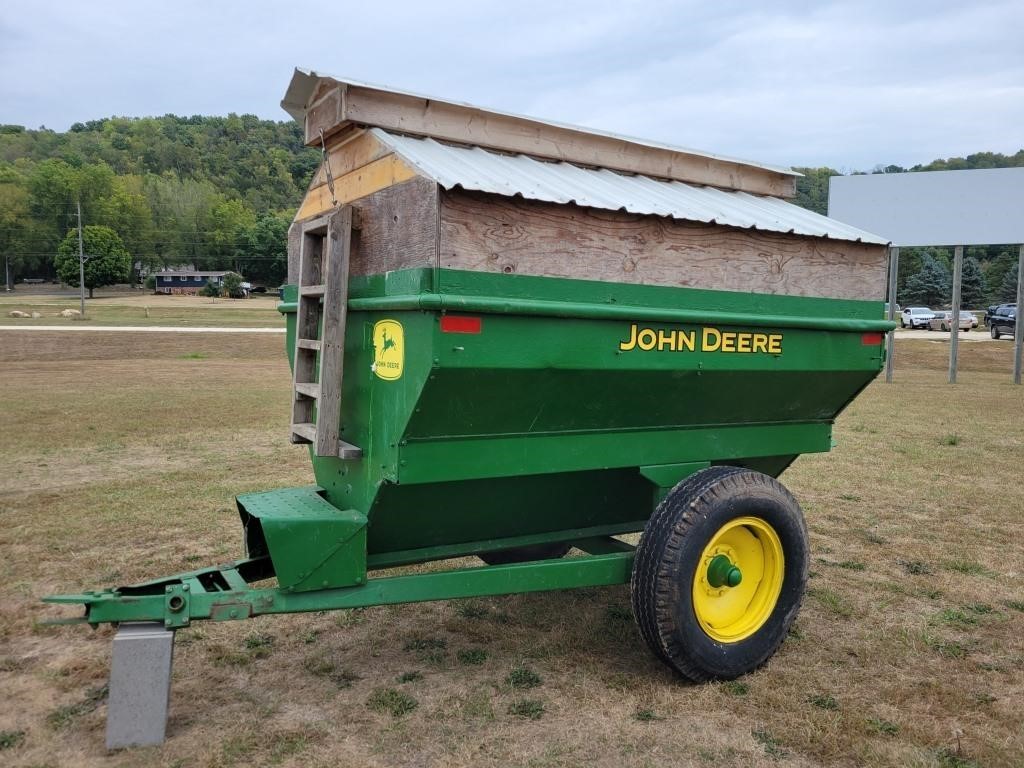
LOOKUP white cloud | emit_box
[0,0,1024,169]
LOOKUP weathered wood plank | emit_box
[295,154,416,220]
[439,191,886,300]
[350,177,437,275]
[307,128,391,190]
[306,79,796,198]
[314,206,352,456]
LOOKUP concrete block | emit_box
[106,622,174,750]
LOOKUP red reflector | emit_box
[441,314,481,334]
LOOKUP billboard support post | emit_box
[949,246,964,384]
[1014,245,1024,384]
[886,248,899,384]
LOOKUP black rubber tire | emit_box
[631,467,809,682]
[477,542,572,565]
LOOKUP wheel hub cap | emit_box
[692,517,785,643]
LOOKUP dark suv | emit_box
[988,304,1017,339]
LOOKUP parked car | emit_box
[928,309,978,331]
[984,303,1017,328]
[988,304,1017,339]
[899,306,935,329]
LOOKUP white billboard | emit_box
[828,168,1024,246]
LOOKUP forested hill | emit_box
[0,115,1024,297]
[793,150,1024,215]
[0,115,319,283]
[793,150,1024,309]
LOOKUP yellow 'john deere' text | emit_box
[618,323,782,354]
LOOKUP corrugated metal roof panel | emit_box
[372,128,888,245]
[281,68,802,176]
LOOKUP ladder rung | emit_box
[292,424,316,442]
[338,440,362,459]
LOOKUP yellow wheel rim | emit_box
[693,517,785,643]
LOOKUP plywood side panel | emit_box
[439,191,886,300]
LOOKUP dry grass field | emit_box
[0,332,1024,768]
[0,289,285,328]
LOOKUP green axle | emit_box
[708,555,743,589]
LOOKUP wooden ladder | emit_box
[292,206,362,459]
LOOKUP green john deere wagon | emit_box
[50,72,892,746]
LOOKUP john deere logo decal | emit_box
[371,321,406,381]
[618,323,782,354]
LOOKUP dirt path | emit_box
[0,326,285,334]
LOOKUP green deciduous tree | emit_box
[199,280,220,301]
[995,261,1017,302]
[901,253,950,306]
[221,272,246,299]
[961,256,988,309]
[0,174,36,283]
[239,213,292,286]
[54,224,131,299]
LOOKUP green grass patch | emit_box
[807,587,853,618]
[0,731,25,750]
[864,718,899,736]
[367,688,419,718]
[633,709,665,723]
[244,632,273,658]
[402,636,447,652]
[807,693,839,711]
[455,600,490,621]
[942,558,991,575]
[508,698,545,720]
[722,680,751,696]
[46,685,110,729]
[939,608,978,629]
[935,746,981,768]
[302,656,359,688]
[751,728,788,760]
[924,634,967,658]
[505,665,544,689]
[900,560,935,575]
[456,648,487,666]
[836,560,867,570]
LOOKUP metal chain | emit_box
[321,128,338,205]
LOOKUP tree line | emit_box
[794,150,1024,309]
[0,115,319,285]
[0,115,1024,307]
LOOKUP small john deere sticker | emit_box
[371,321,406,381]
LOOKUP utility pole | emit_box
[78,198,85,317]
[1014,245,1024,384]
[886,248,899,384]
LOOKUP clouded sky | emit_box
[0,0,1024,170]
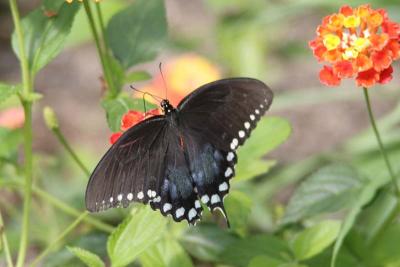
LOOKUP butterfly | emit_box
[86,78,273,226]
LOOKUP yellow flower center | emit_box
[352,38,370,52]
[324,34,341,51]
[343,15,361,28]
[342,47,358,60]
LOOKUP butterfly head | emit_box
[160,99,174,114]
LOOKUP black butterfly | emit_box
[86,78,273,225]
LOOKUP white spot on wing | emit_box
[225,167,233,177]
[163,203,172,212]
[188,208,197,221]
[226,152,235,161]
[201,195,210,204]
[175,207,185,218]
[218,182,228,191]
[211,194,221,204]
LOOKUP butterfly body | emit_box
[86,78,272,224]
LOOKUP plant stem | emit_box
[53,128,90,177]
[363,87,400,199]
[95,2,110,56]
[9,0,33,267]
[83,0,116,97]
[30,211,89,267]
[0,213,14,267]
[0,181,114,233]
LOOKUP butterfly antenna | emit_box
[158,62,168,99]
[129,85,163,102]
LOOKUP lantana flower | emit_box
[65,0,101,4]
[110,108,161,144]
[110,54,221,144]
[309,5,400,87]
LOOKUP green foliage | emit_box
[291,221,340,261]
[140,239,193,267]
[224,190,252,230]
[238,117,291,181]
[0,127,22,163]
[107,206,166,266]
[107,0,167,69]
[220,234,290,266]
[102,96,154,132]
[282,164,366,224]
[180,224,238,262]
[0,83,18,103]
[68,247,105,267]
[12,0,80,75]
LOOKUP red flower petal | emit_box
[145,108,161,118]
[333,60,355,78]
[382,21,400,39]
[121,110,144,131]
[379,66,393,84]
[339,5,353,17]
[110,132,122,145]
[319,66,340,86]
[356,54,373,71]
[371,49,393,71]
[356,68,379,87]
[386,40,400,60]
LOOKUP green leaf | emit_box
[282,164,366,224]
[107,205,167,267]
[331,176,389,267]
[220,234,290,266]
[101,96,155,132]
[0,83,17,103]
[234,117,291,181]
[369,223,400,267]
[224,190,252,229]
[354,188,398,246]
[179,224,238,262]
[248,255,285,267]
[140,236,193,267]
[0,127,23,162]
[125,71,151,83]
[291,221,340,261]
[12,0,80,75]
[107,0,167,69]
[68,247,105,267]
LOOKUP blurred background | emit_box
[0,0,400,265]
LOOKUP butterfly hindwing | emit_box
[86,116,168,211]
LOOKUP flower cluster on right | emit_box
[309,5,400,87]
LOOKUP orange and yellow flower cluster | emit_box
[309,5,400,87]
[65,0,101,4]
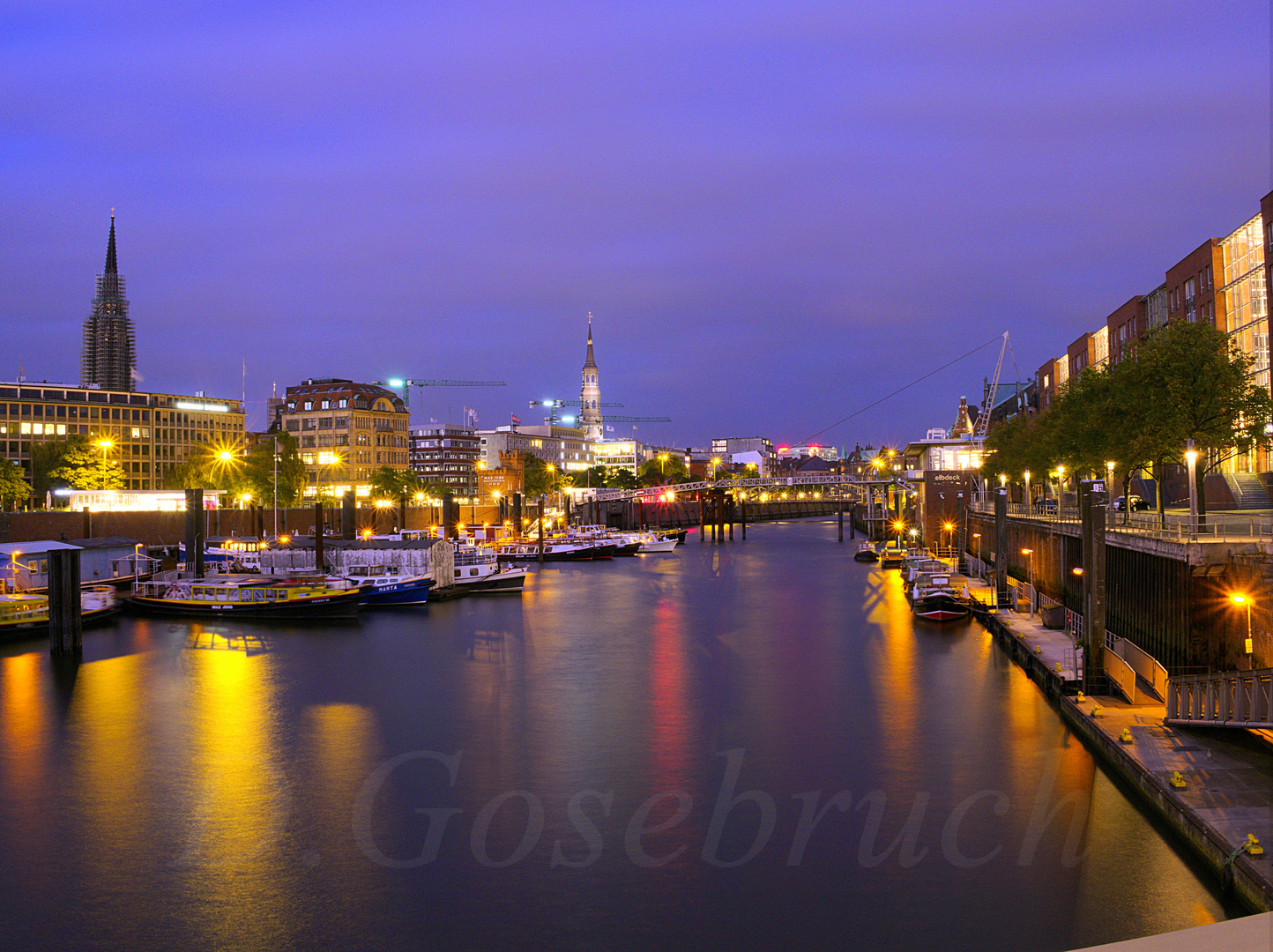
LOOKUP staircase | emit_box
[1225,472,1273,509]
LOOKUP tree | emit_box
[47,436,126,488]
[0,459,31,508]
[1129,321,1273,514]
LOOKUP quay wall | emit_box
[966,513,1273,674]
[977,611,1273,911]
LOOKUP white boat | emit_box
[636,532,679,553]
[455,545,528,591]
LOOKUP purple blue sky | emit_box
[0,0,1269,445]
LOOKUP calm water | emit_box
[0,522,1236,951]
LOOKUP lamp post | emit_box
[1181,441,1198,539]
[1021,548,1034,619]
[1230,594,1255,654]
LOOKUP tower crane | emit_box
[972,331,1016,442]
[372,379,508,410]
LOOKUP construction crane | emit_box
[972,331,1016,441]
[531,399,622,427]
[373,379,508,410]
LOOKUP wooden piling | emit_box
[315,502,326,571]
[48,548,84,656]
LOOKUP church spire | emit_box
[104,209,120,275]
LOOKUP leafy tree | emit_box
[0,459,31,508]
[47,436,126,488]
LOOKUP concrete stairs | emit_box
[1224,472,1273,509]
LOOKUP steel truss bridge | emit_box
[593,475,914,502]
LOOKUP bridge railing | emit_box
[1166,668,1273,728]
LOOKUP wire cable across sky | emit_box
[792,333,1003,447]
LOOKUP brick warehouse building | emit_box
[279,376,411,498]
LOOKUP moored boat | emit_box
[910,574,972,621]
[125,574,364,621]
[338,565,433,608]
[0,585,120,640]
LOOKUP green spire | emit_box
[106,209,120,275]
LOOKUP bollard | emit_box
[48,548,84,656]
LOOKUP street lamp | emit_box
[1230,594,1255,654]
[1021,548,1035,619]
[1181,441,1198,539]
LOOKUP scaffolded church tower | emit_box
[80,214,138,390]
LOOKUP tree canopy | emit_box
[44,435,127,488]
[0,459,31,508]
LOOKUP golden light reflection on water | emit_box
[863,571,921,770]
[173,651,292,948]
[0,653,52,807]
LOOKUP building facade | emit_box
[80,212,138,390]
[0,381,243,490]
[579,315,605,441]
[478,424,597,473]
[279,376,411,498]
[410,424,481,496]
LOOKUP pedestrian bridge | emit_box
[593,473,914,502]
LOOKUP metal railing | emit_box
[1166,668,1273,728]
[970,493,1273,542]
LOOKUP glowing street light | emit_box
[1021,548,1034,619]
[1230,594,1255,654]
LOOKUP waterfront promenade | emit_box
[955,576,1273,910]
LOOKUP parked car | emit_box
[1114,496,1150,513]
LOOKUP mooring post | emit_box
[994,487,1016,608]
[1078,480,1107,694]
[315,502,327,573]
[186,488,207,579]
[340,488,358,541]
[48,548,84,656]
[539,494,545,562]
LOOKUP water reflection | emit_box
[0,523,1242,949]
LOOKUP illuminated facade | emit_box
[279,376,411,498]
[0,381,243,490]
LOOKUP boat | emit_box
[177,536,270,571]
[125,574,364,621]
[640,532,680,554]
[0,585,120,639]
[852,542,880,562]
[336,565,433,608]
[455,546,527,593]
[909,574,972,621]
[495,539,595,562]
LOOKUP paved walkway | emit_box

+ + + +

Work to do:
Transcribe, unchanged, the lines in the entries from the line containing "LOOKUP green axle | emit_box" through the line containing "[0,326,285,334]", including both of those lines.

Response to the exercise:
LOOKUP green axle | emit_box
[708,555,743,589]
LOOKUP wooden ladder | emit_box
[292,206,362,459]
LOOKUP green john deere wagon | emit_box
[50,72,892,746]
LOOKUP john deere logo decal | emit_box
[371,321,406,381]
[618,323,782,354]
LOOKUP dirt path | emit_box
[0,326,285,334]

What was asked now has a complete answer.